* To do *
Every line from the one with "Query: baseboard trim" to the one with "column 629, row 379", including those two, is to be copied exactly; all other lines of the entries below are left out.

··· Supplied records ···

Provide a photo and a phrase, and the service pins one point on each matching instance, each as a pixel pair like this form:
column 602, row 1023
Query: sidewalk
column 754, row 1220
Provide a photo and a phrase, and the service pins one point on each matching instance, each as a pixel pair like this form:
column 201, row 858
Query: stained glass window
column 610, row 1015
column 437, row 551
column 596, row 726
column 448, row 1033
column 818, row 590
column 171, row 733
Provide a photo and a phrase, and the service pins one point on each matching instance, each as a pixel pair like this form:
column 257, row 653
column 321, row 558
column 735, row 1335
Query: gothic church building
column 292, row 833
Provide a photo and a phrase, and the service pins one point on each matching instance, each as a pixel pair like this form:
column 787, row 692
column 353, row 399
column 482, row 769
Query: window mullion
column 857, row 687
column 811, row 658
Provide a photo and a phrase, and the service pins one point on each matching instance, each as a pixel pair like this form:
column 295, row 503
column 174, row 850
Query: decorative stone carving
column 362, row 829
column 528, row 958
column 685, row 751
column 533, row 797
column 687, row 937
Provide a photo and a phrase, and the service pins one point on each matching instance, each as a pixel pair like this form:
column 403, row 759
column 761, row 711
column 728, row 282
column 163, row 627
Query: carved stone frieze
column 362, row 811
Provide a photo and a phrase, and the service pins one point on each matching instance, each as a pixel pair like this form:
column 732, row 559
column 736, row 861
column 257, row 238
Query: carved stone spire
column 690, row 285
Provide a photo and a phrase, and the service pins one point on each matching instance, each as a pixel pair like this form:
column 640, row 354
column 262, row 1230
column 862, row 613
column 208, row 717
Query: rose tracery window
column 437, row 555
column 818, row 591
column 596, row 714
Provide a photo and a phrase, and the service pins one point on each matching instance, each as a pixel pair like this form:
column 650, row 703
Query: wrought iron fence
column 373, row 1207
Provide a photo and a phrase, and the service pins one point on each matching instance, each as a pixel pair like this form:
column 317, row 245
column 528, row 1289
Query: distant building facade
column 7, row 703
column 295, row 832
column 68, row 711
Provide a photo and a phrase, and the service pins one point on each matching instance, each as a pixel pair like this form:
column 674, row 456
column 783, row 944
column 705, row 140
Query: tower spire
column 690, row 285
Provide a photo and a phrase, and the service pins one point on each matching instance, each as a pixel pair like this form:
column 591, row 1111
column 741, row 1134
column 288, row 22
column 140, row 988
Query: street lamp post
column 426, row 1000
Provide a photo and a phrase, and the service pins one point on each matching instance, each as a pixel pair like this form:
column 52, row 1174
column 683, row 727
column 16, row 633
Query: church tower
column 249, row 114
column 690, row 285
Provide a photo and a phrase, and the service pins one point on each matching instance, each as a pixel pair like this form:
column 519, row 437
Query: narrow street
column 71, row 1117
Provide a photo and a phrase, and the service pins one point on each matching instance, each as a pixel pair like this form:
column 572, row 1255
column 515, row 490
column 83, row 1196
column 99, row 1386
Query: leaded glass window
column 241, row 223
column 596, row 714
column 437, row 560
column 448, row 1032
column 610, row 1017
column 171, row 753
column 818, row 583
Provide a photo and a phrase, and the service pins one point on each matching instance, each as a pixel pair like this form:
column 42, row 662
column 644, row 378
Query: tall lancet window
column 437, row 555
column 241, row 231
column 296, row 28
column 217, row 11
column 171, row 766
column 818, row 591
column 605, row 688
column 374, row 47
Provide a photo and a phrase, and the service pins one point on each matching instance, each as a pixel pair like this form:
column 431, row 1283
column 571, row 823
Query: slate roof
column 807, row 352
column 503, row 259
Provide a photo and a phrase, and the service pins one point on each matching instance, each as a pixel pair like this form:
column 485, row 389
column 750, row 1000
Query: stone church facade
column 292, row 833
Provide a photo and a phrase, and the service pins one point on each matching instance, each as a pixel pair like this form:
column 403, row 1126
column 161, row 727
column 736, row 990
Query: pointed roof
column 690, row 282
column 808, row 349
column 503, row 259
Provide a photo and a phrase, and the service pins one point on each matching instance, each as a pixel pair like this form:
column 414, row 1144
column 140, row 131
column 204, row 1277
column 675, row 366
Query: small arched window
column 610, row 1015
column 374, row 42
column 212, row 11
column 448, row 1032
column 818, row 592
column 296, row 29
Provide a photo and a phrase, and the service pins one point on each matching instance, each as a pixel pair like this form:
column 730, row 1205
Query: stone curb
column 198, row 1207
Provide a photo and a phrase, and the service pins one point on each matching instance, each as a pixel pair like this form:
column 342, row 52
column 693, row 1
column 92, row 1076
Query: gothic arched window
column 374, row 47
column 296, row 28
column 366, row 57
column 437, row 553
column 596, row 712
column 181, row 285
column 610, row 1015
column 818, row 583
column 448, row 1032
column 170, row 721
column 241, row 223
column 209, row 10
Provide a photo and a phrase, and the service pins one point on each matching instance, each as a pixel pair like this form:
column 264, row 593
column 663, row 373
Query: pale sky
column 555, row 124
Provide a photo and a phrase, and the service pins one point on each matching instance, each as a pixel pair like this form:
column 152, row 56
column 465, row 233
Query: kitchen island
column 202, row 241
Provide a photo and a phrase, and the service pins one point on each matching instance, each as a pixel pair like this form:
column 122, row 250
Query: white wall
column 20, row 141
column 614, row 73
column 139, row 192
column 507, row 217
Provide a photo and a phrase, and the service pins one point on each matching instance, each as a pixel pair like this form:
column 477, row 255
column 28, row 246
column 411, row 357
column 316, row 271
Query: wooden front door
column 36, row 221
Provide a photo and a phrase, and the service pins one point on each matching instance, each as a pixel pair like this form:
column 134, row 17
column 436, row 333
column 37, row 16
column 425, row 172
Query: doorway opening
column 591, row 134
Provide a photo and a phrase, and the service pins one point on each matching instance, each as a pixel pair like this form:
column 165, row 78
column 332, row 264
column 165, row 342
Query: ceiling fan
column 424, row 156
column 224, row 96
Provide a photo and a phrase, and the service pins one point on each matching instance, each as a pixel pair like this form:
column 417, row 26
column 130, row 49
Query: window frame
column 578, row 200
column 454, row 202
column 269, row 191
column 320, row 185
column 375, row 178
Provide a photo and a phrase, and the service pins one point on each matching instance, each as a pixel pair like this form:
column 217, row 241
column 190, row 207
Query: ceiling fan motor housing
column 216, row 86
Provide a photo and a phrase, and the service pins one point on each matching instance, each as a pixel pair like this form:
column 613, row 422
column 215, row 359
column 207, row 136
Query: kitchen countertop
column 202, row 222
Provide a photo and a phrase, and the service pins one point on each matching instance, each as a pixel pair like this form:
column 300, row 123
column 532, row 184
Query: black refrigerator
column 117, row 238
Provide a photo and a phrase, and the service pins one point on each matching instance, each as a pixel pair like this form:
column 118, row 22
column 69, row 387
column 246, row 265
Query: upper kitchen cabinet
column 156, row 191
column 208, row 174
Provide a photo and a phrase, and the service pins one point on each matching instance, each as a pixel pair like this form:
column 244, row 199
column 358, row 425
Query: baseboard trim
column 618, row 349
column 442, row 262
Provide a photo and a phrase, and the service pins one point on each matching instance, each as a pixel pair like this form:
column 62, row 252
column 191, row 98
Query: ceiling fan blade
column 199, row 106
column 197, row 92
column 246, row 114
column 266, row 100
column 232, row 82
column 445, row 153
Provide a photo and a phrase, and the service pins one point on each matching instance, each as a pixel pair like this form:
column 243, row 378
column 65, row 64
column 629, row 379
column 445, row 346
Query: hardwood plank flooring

···

* Exercise answer *
Query: baseboard trim
column 618, row 349
column 442, row 262
Provide a photo and a phrase, and the service pins one point on each matching instance, each as a pixel pair like this form:
column 62, row 252
column 191, row 98
Query: ceiling fan blade
column 199, row 106
column 197, row 92
column 246, row 114
column 266, row 100
column 232, row 82
column 445, row 153
Provide a photo and a phrase, and the service pins one point on each matching instance, each as a pixel pair like this form:
column 243, row 378
column 65, row 64
column 629, row 379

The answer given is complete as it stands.